### Exercise tasks
A) Reproduce the biography of Tony Marioghae word for word, starting at "Nigerian bishop and" and ending at "Christian University, Philippines.".
B) Carry on the biography of Tony Marioghae from the point where it stops.

### Passage for review
------------
Nigerian bishop and missionary based in the Philippines

Arerieva Adede Tony Marioghae (born October 1, 1970) is the president of The Evangelical Ark Mission (TEAM) International. He is a conference speaker, reformer, educator, consultant and author.

== Education ==
Tony Marioghae graduated from the University of Jos, Nigeria with a diploma in mass communications in 1995 and bachelor's degree in political science in 2000. He also obtained a Master of Arts and a Doctor of Philosophy in transformational leadership from the Northwestern Christian University, Philippines.

== Activism and ministry ==
In 2005, Tony Marioghae and the Regional Director for TEAM Asia, Ricardo Sio launched the global “Shine Philippines” Movement, a Non-Government Organization (NGO) which champions the spiritual reformation and the national transformation of institutions in Philippines.

Marioghae was appointed by Gov. Rafael P. Nantes Special Adviser to the Governor of Quezon province, Philippines, and a consultant to the provincial government; he held this position from 2007 to 2010. He worked promoting tourism in the province.
------------
### Extracted records
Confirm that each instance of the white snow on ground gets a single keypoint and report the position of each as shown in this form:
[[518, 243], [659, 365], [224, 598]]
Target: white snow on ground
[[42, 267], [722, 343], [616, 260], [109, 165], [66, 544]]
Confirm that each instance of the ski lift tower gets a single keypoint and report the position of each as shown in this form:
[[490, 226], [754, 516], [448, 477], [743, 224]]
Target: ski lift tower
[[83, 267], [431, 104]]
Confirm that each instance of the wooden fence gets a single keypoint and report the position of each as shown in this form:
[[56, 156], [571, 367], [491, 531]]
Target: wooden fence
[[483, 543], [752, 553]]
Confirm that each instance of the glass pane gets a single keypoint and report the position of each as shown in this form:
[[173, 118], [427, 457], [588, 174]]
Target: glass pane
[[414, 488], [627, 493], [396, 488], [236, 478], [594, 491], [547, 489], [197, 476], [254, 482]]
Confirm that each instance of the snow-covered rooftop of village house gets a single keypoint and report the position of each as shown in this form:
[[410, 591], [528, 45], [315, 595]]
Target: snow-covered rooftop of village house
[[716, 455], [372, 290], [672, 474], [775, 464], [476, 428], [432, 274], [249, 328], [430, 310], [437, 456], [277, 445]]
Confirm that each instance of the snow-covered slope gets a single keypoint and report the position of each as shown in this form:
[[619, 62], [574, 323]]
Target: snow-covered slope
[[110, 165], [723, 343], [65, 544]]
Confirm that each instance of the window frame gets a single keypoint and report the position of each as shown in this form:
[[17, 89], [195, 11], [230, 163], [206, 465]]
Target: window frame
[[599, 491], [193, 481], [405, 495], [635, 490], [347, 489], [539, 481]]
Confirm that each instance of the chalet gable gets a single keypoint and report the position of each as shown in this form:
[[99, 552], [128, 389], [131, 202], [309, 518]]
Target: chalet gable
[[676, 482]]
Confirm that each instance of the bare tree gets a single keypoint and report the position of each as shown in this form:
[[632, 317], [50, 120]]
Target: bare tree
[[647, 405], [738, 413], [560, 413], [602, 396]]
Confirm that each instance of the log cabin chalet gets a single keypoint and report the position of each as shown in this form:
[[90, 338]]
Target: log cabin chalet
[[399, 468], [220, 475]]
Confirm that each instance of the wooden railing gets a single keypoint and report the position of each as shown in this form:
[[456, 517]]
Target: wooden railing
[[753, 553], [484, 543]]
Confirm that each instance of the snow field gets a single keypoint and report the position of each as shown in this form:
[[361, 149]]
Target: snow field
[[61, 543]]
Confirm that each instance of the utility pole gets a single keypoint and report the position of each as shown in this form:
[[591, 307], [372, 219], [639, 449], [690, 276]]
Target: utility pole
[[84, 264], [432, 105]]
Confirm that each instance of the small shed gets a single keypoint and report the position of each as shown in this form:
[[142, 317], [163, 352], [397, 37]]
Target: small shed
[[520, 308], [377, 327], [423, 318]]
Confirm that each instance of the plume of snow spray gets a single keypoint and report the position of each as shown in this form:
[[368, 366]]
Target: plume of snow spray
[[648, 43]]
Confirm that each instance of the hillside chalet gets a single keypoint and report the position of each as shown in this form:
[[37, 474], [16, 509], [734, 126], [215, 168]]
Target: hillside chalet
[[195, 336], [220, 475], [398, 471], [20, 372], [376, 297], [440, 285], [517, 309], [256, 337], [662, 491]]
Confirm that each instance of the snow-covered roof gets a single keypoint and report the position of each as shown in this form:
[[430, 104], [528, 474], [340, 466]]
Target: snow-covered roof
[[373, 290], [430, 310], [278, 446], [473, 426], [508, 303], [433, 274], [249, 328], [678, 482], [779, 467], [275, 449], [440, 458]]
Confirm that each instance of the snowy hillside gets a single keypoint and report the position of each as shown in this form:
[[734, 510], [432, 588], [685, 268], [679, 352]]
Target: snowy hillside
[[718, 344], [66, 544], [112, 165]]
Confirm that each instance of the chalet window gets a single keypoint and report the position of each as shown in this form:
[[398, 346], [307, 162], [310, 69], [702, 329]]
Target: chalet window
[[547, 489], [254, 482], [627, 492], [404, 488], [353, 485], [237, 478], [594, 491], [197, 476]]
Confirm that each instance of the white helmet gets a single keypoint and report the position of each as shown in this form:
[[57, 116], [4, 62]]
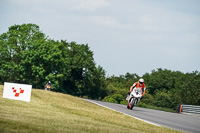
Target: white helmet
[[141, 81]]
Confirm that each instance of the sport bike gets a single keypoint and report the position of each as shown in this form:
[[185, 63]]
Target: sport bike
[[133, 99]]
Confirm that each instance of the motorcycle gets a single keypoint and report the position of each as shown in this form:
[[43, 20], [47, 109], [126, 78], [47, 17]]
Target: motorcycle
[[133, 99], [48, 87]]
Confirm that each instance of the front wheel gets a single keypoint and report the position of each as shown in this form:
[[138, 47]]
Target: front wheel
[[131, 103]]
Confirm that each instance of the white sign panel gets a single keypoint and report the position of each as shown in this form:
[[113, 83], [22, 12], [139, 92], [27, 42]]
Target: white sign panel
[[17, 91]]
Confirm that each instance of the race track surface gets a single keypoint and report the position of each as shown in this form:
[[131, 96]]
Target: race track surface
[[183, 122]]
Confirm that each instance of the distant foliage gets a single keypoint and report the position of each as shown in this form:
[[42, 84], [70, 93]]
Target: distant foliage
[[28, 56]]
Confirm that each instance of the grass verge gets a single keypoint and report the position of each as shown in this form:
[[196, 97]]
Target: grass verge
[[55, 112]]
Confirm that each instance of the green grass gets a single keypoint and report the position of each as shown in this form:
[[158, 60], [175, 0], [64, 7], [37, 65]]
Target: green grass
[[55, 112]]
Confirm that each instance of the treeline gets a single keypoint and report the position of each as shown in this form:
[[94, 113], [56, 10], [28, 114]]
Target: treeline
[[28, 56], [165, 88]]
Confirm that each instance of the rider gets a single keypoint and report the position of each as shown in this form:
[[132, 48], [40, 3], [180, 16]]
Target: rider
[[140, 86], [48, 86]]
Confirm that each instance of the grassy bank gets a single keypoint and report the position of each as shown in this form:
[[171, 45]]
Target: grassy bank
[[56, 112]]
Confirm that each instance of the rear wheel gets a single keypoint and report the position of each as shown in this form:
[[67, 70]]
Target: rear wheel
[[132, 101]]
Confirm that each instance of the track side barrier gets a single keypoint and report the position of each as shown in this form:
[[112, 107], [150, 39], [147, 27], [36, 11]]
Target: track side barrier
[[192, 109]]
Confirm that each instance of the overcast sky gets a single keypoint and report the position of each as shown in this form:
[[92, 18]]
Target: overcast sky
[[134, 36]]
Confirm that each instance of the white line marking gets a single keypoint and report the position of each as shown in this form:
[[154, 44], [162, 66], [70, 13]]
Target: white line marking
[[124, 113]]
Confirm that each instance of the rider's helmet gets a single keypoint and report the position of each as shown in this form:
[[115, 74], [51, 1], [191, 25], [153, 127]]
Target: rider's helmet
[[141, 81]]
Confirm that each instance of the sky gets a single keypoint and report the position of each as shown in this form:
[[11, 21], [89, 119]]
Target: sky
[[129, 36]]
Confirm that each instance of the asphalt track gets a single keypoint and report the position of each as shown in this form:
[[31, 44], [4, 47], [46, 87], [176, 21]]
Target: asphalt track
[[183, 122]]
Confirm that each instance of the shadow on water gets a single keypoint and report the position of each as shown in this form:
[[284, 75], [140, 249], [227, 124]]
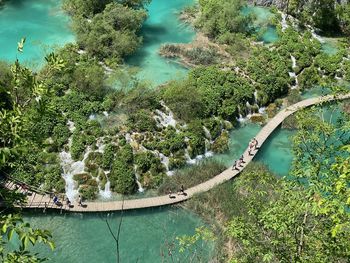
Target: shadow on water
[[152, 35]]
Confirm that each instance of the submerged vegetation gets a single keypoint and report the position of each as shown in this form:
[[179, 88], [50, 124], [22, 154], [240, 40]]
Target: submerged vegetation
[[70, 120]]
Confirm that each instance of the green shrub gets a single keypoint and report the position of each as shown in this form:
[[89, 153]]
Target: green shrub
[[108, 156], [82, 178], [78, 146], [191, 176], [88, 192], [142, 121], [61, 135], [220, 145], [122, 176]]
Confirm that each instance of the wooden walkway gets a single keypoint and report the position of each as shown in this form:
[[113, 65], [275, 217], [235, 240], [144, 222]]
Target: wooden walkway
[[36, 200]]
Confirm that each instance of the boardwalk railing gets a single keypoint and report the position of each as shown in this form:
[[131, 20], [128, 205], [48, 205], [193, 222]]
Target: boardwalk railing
------------
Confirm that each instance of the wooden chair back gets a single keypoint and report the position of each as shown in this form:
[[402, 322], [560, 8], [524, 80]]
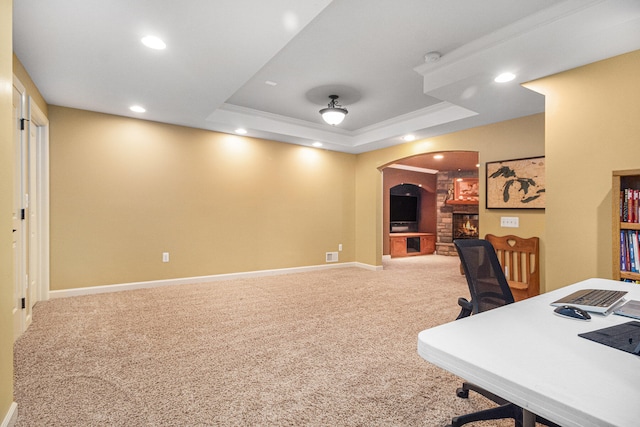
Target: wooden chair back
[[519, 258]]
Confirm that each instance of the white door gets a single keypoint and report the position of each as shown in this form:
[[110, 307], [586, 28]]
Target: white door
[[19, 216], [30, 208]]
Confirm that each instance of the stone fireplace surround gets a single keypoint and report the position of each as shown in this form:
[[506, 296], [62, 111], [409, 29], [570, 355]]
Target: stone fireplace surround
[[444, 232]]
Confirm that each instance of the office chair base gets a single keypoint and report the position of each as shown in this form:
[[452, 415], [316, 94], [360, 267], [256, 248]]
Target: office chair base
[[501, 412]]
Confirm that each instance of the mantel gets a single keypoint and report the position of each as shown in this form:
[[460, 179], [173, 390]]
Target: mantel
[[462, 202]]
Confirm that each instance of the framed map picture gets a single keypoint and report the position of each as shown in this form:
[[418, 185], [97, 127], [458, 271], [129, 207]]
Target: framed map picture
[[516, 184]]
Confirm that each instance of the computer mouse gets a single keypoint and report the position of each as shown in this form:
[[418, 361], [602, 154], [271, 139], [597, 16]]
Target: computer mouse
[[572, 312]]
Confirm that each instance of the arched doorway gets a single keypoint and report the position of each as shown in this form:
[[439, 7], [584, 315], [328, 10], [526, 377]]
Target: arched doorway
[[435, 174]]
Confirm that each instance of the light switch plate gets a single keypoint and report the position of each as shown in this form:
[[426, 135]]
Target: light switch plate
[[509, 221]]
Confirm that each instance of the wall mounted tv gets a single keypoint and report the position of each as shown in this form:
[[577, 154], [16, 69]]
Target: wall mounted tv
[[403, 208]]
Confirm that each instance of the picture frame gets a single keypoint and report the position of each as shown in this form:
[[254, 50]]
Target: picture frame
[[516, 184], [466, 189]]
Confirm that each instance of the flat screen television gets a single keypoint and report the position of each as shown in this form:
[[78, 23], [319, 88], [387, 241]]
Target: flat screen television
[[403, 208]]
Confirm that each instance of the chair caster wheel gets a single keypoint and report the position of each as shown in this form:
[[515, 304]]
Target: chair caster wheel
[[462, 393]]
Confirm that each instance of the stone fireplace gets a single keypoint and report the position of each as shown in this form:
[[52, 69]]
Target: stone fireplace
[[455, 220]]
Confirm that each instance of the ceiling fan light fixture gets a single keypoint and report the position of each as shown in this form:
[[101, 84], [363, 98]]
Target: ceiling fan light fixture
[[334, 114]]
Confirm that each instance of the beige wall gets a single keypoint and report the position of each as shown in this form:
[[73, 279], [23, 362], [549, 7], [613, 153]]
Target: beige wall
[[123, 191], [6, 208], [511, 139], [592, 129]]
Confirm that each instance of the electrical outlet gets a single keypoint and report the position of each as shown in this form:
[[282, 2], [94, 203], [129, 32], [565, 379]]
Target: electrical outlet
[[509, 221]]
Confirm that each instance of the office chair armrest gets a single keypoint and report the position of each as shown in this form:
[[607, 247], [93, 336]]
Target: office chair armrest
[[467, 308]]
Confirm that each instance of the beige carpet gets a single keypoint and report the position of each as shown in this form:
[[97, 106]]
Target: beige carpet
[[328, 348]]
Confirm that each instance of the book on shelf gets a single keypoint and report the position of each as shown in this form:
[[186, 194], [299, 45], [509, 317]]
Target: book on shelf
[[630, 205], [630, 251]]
------------
### Your written answers
A)
Nigerian bishop and missionary based in the Philippines

Arerieva Adede Tony Marioghae (born October 1, 1970) is the president of The Evangelical Ark Mission (TEAM) International. He is a conference speaker, reformer, educator, consultant and author.

== Education ==
Tony Marioghae graduated from the University of Jos, Nigeria with a diploma in mass communications in 1995 and bachelor's degree in political science in 2000. He also obtained a Master of Arts and a Doctor of Philosophy in transformational leadership from the Northwestern Christian University, Philippines.

B)
In November 8, 2008, he was named Bishop by the Christian Bishops and Ministers Association of the Philippines (CBMAP) in collaboration with Eagles World Evangelism Council of Bishops (EWECOB). He was the youngest Evangelical Pentecostal Minister consecrated in the Philippines. He was also the first African to be ordained by CBMAP.

Marioghae is also the president of Nigerians in Diaspora (NIDOPHIL) Philippines and a Director at Beyond Wellness Inc.

In 2012 he built in Lucena City the first Pentecostal Christian Cathedral in the Philippines. Afterwards in 2019, he completed a multi-million-dollar convention center in Las Piñas City; which is one of the largest church buildings in the nation.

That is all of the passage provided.